What you need to do: Convert the lines below into a JSON list of strings, with one string for each line and no entries for blank lines.
•••
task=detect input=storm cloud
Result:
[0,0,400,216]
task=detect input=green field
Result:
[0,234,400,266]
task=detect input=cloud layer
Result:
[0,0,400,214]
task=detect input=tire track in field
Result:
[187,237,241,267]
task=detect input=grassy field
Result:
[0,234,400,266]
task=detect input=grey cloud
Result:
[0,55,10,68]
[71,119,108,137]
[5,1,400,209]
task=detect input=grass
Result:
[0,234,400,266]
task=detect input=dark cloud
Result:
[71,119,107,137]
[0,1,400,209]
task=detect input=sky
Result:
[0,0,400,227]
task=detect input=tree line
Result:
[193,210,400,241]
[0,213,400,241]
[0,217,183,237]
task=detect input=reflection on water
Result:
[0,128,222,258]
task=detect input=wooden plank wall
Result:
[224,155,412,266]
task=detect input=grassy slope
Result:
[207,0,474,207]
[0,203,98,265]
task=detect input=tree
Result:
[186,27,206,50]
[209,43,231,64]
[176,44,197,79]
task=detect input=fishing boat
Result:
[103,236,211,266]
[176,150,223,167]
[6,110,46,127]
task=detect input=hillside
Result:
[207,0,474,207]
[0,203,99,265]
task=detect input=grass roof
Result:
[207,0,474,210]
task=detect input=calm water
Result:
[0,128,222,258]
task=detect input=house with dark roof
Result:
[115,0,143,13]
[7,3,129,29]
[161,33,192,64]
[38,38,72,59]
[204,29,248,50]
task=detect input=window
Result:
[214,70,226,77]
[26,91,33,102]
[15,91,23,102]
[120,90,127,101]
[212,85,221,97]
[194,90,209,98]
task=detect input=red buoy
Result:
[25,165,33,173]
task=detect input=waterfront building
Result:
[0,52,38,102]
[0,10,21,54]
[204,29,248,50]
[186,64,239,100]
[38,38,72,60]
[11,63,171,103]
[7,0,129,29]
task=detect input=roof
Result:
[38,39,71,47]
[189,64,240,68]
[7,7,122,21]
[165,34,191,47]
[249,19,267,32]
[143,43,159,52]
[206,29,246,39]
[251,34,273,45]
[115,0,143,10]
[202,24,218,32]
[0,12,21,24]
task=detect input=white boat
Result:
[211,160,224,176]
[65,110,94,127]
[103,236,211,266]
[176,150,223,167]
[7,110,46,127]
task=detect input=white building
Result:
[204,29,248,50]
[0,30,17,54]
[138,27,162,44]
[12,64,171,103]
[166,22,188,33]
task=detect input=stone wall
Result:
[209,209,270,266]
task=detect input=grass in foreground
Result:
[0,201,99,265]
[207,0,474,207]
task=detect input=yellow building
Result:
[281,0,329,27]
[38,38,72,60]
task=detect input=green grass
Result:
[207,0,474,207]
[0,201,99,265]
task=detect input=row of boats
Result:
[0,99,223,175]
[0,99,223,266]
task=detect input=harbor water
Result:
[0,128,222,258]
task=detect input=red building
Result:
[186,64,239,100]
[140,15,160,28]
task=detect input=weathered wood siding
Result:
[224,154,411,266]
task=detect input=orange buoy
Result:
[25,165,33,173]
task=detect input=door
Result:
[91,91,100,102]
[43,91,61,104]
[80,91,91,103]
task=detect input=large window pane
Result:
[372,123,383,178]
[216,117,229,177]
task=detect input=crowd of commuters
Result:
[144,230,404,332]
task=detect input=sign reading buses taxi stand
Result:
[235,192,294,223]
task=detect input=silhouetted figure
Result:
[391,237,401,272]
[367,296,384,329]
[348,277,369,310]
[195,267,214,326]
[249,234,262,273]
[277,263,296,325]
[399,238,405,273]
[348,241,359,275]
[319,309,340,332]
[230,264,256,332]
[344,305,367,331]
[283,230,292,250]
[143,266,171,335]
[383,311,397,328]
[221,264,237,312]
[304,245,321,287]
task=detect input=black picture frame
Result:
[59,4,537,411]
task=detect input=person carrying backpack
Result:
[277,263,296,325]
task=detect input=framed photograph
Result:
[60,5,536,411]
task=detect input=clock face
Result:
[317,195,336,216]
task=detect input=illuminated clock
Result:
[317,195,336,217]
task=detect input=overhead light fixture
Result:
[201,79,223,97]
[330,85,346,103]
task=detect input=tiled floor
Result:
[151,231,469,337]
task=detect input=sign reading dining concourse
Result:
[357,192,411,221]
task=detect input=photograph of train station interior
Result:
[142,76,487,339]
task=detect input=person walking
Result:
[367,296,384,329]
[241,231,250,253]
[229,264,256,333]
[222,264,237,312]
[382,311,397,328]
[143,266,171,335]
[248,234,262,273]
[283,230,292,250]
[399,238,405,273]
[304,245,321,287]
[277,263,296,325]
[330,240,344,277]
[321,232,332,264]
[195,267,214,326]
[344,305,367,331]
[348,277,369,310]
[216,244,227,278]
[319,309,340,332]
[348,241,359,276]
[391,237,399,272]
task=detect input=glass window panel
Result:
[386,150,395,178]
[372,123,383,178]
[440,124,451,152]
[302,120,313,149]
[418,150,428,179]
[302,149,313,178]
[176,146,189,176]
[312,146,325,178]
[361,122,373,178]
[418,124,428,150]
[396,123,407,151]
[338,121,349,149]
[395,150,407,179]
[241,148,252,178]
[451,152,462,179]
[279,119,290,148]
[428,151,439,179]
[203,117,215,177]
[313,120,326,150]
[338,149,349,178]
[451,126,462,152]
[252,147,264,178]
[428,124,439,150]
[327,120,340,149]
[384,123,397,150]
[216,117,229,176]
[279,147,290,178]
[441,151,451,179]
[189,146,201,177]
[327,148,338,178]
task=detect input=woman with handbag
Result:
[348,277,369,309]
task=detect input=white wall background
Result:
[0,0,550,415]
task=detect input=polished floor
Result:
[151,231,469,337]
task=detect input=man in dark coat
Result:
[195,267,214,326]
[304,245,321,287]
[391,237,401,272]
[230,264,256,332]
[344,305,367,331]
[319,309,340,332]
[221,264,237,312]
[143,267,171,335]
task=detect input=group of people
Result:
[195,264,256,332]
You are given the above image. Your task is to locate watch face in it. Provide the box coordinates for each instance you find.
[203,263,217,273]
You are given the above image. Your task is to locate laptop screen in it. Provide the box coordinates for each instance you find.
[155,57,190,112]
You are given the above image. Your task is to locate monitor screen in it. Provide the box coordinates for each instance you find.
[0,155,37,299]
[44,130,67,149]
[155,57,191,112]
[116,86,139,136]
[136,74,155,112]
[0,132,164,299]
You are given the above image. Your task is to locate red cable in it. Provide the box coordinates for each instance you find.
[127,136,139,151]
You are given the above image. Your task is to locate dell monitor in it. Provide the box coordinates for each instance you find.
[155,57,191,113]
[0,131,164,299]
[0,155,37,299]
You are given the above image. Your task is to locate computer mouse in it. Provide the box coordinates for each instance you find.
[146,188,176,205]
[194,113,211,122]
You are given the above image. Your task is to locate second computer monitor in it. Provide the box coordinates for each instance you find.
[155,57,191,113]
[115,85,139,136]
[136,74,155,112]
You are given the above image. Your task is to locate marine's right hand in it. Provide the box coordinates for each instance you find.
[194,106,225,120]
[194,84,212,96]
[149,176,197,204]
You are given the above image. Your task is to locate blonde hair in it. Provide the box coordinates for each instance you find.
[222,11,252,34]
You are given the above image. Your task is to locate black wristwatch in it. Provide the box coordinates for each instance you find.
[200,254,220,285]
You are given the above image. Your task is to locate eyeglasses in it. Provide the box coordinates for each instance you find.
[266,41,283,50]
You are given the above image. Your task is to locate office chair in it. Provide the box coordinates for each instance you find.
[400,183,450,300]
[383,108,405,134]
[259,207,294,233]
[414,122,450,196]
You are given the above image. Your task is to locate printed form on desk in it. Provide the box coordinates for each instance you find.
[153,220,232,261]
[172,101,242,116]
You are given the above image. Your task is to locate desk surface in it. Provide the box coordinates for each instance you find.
•••
Solved problem:
[
  "task=detect input=storm cloud",
  "Result:",
  "[0,0,400,216]",
  "task=detect input=green field",
  "Result:",
  "[0,234,400,266]",
  "task=detect input=cloud layer",
  "Result:",
  "[0,0,400,214]",
  "task=detect input=tire track in field",
  "Result:",
  "[187,237,241,267]",
  "task=detect input=grassy field",
  "Result:",
  "[0,234,400,266]",
  "task=detect input=grey cloud",
  "Result:",
  "[0,55,10,68]",
  "[71,119,108,137]",
  "[5,1,400,209]",
  "task=detect input=grass",
  "Result:",
  "[0,234,400,266]",
  "task=detect input=dark cloud",
  "Result:",
  "[71,119,107,137]",
  "[0,1,400,209]",
  "task=detect input=sky",
  "Result:",
  "[0,0,400,227]",
  "task=detect input=tree line",
  "Result:",
  "[193,210,400,241]",
  "[0,213,400,241]",
  "[0,217,183,237]",
  "task=detect input=reflection on water",
  "Result:",
  "[0,128,222,258]",
  "task=detect input=wooden plank wall",
  "Result:",
  "[224,155,412,266]",
  "task=detect input=grassy slope",
  "Result:",
  "[207,0,474,207]",
  "[0,203,98,265]",
  "task=detect input=tree",
  "Result:",
  "[186,27,206,50]",
  "[209,43,231,64]",
  "[176,44,197,79]",
  "task=detect input=fishing boat",
  "Result:",
  "[103,236,211,266]",
  "[176,150,223,167]",
  "[6,110,46,127]",
  "task=detect input=hillside",
  "Result:",
  "[207,0,474,207]",
  "[0,203,99,265]",
  "task=detect input=grass roof",
  "Result:",
  "[207,0,474,210]",
  "task=detect input=calm water",
  "Result:",
  "[0,128,222,258]",
  "task=detect input=house with dark roof",
  "Result:",
  "[115,0,143,13]",
  "[7,3,129,29]",
  "[161,33,192,64]",
  "[38,38,72,59]",
  "[204,29,248,50]",
  "task=detect input=window",
  "Result:",
  "[214,70,226,77]",
  "[26,91,33,102]",
  "[15,91,23,102]",
  "[120,90,127,101]",
  "[212,85,221,97]",
  "[194,90,209,98]",
  "task=detect input=red buoy",
  "Result:",
  "[25,165,33,173]",
  "task=detect input=waterfront building",
  "Result:",
  "[0,52,38,102]",
  "[0,10,21,54]",
  "[204,29,248,50]",
  "[186,64,239,100]",
  "[38,38,72,60]",
  "[11,63,171,103]",
  "[7,0,129,29]",
  "task=detect input=roof",
  "Result:",
  "[38,39,71,47]",
  "[189,64,240,68]",
  "[7,7,122,21]",
  "[165,34,191,47]",
  "[249,19,267,32]",
  "[143,43,159,52]",
  "[206,29,246,39]",
  "[251,34,273,45]",
  "[115,0,143,10]",
  "[202,24,218,32]",
  "[0,12,21,24]",
  "task=detect input=white boat",
  "Result:",
  "[211,160,224,176]",
  "[65,110,94,127]",
  "[103,236,211,266]",
  "[176,150,223,167]",
  "[7,110,46,127]",
  "task=detect input=white building",
  "Result:",
  "[204,29,248,50]",
  "[0,30,17,54]",
  "[138,27,162,44]",
  "[12,64,171,103]",
  "[166,22,188,33]",
  "task=detect input=stone wall",
  "Result:",
  "[209,209,270,266]",
  "task=detect input=grass in foreground",
  "Result:",
  "[0,201,99,265]",
  "[207,0,474,207]",
  "task=detect input=yellow building",
  "Result:",
  "[281,0,329,27]",
  "[38,38,72,60]",
  "task=detect input=green grass",
  "Result:",
  "[207,0,474,207]",
  "[0,201,99,265]",
  "task=detect input=row of boats",
  "Result:",
  "[0,99,223,175]",
  "[0,99,223,266]",
  "task=detect input=harbor water",
  "Result:",
  "[0,128,222,258]",
  "task=detect input=red building",
  "Result:",
  "[186,64,239,100]",
  "[140,15,160,28]",
  "task=detect input=weathered wood siding",
  "Result:",
  "[224,154,411,266]",
  "task=detect input=orange buoy",
  "Result:",
  "[25,165,33,173]",
  "task=detect input=door",
  "Result:",
  "[91,91,100,102]",
  "[43,91,61,104]",
  "[80,91,91,103]",
  "task=detect input=large window pane",
  "Result:",
  "[372,123,383,178]",
  "[216,117,229,177]",
  "task=detect input=crowd of commuters",
  "Result:",
  "[144,230,404,332]",
  "task=detect input=sign reading buses taxi stand",
  "Result:",
  "[235,192,294,223]",
  "task=detect input=silhouetted figure",
  "Result:",
  "[391,237,401,272]",
  "[367,296,384,329]",
  "[348,277,369,310]",
  "[195,267,214,326]",
  "[249,234,262,273]",
  "[277,263,296,325]",
  "[399,238,405,273]",
  "[348,241,359,275]",
  "[319,309,340,332]",
  "[230,264,256,332]",
  "[344,305,367,331]",
  "[283,230,292,250]",
  "[143,266,171,335]",
  "[383,311,397,328]",
  "[221,264,237,312]",
  "[304,245,321,287]",
  "task=detect input=black picture frame",
  "Result:",
  "[59,4,537,411]",
  "task=detect input=person carrying backpack",
  "Result:",
  "[277,263,296,325]",
  "task=detect input=framed photograph",
  "Result:",
  "[60,5,536,411]",
  "task=detect input=clock face",
  "Result:",
  "[317,195,336,216]",
  "task=detect input=illuminated clock",
  "Result:",
  "[317,195,336,217]",
  "task=detect input=overhead light fixture",
  "Result:",
  "[201,79,223,97]",
  "[330,85,346,103]",
  "task=detect input=tiled floor",
  "Result:",
  "[151,231,469,337]",
  "task=detect input=sign reading dining concourse",
  "Result:",
  "[357,192,411,221]",
  "task=detect input=photograph of train station interior",
  "Result:",
  "[142,76,487,339]",
  "task=detect input=person walking",
  "Result:",
  "[367,296,384,329]",
  "[241,231,250,253]",
  "[229,264,256,333]",
  "[222,264,237,312]",
  "[382,311,397,328]",
  "[143,266,171,335]",
  "[248,234,262,273]",
  "[283,230,292,250]",
  "[399,238,405,273]",
  "[304,245,321,287]",
  "[277,263,296,325]",
  "[330,240,344,277]",
  "[321,232,332,264]",
  "[195,267,214,326]",
  "[344,305,367,331]",
  "[348,277,369,310]",
  "[216,244,227,278]",
  "[319,309,340,332]",
  "[348,241,359,276]",
  "[391,237,399,272]",
  "task=detect input=glass window panel",
  "Result:",
  "[386,150,395,178]",
  "[372,123,383,178]",
  "[440,124,451,152]",
  "[302,120,313,149]",
  "[418,150,428,179]",
  "[302,149,313,178]",
  "[176,146,189,176]",
  "[312,146,325,178]",
  "[361,122,373,178]",
  "[418,124,428,150]",
  "[396,123,407,151]",
  "[338,121,349,149]",
  "[395,150,407,179]",
  "[241,148,252,178]",
  "[451,152,462,179]",
  "[279,119,290,148]",
  "[428,151,439,179]",
  "[203,117,215,177]",
  "[313,120,326,150]",
  "[338,149,349,178]",
  "[451,126,462,152]",
  "[252,147,264,178]",
  "[428,124,439,150]",
  "[327,120,340,149]",
  "[384,123,397,150]",
  "[216,117,229,176]",
  "[279,147,290,178]",
  "[441,151,451,179]",
  "[189,146,201,177]",
  "[327,148,338,178]",
  "task=detect input=woman with handbag",
  "Result:",
  "[348,277,369,309]",
  "task=detect input=white wall background",
  "Result:",
  "[0,0,550,415]",
  "task=detect input=polished floor",
  "Result:",
  "[151,231,469,337]",
  "task=detect input=man in dark coat",
  "Result:",
  "[195,267,214,326]",
  "[304,245,321,287]",
  "[391,237,401,272]",
  "[230,264,256,332]",
  "[344,305,367,331]",
  "[319,309,340,332]",
  "[221,264,237,312]",
  "[143,267,171,335]",
  "task=detect input=group of people",
  "Result:",
  "[195,264,256,332]",
  "You are given the above image. Your task is to locate watch face in it. Provide the box coordinates for each instance you find.",
  "[203,263,217,273]",
  "You are given the above image. Your task is to locate laptop screen in it. Provide the box coordinates for each instance you find.",
  "[155,57,190,112]",
  "You are given the above image. Your task is to locate monitor screen in it. Provide the box coordinates for each instance you find.",
  "[0,155,37,299]",
  "[44,130,67,149]",
  "[155,57,191,112]",
  "[116,86,139,136]",
  "[136,74,155,112]",
  "[0,132,164,299]",
  "You are given the above image. Your task is to locate red cable in it. Provide the box coordinates for each instance you find.",
  "[127,136,139,151]",
  "You are given the above image. Your task is to locate dell monitor in it. Provide the box coordinates for each instance you find.",
  "[155,57,191,113]",
  "[0,131,164,299]",
  "[0,155,37,299]",
  "You are given the above image. Your task is to locate computer mouse in it. Provide the box coordinates for each instance you find.",
  "[146,188,176,205]",
  "[194,113,211,122]",
  "You are given the above image. Your task is to locate second computer monitor in it. Provide the box coordinates for each instance you find.",
  "[155,57,191,113]",
  "[115,85,139,136]",
  "[136,74,155,112]",
  "You are given the above image. Your task is to locate marine's right hand in it. Provide the box coordinates for each instance you find.",
  "[194,106,225,120]",
  "[194,84,212,96]",
  "[149,176,197,204]",
  "You are given the above image. Your task is to locate blonde hair in it. Provide the box coordinates for each instance you find.",
  "[222,11,252,34]",
  "You are given the above image. Your task is to locate black wristwatch in it. Provide the box coordinates for each instance you find.",
  "[200,254,220,285]",
  "You are given the above image. Your task is to locate eyeglasses in it. Provide the box coordinates for each instance you find.",
  "[266,41,283,50]",
  "You are given the above image. Your task is to locate office chair in it. Provide the box coordinates for each instance you find.",
  "[400,183,450,300]",
  "[383,108,405,134]",
  "[259,207,294,233]",
  "[414,122,450,196]",
  "You are given the above image. Your task is to locate printed form on desk in it. Provide the box coordinates for each instance you find.",
  "[153,220,232,261]",
  "[172,101,242,116]",
  "You are given the above image. Your task is to locate desk surface in it. Provide the box coordinates for each instance you find."
]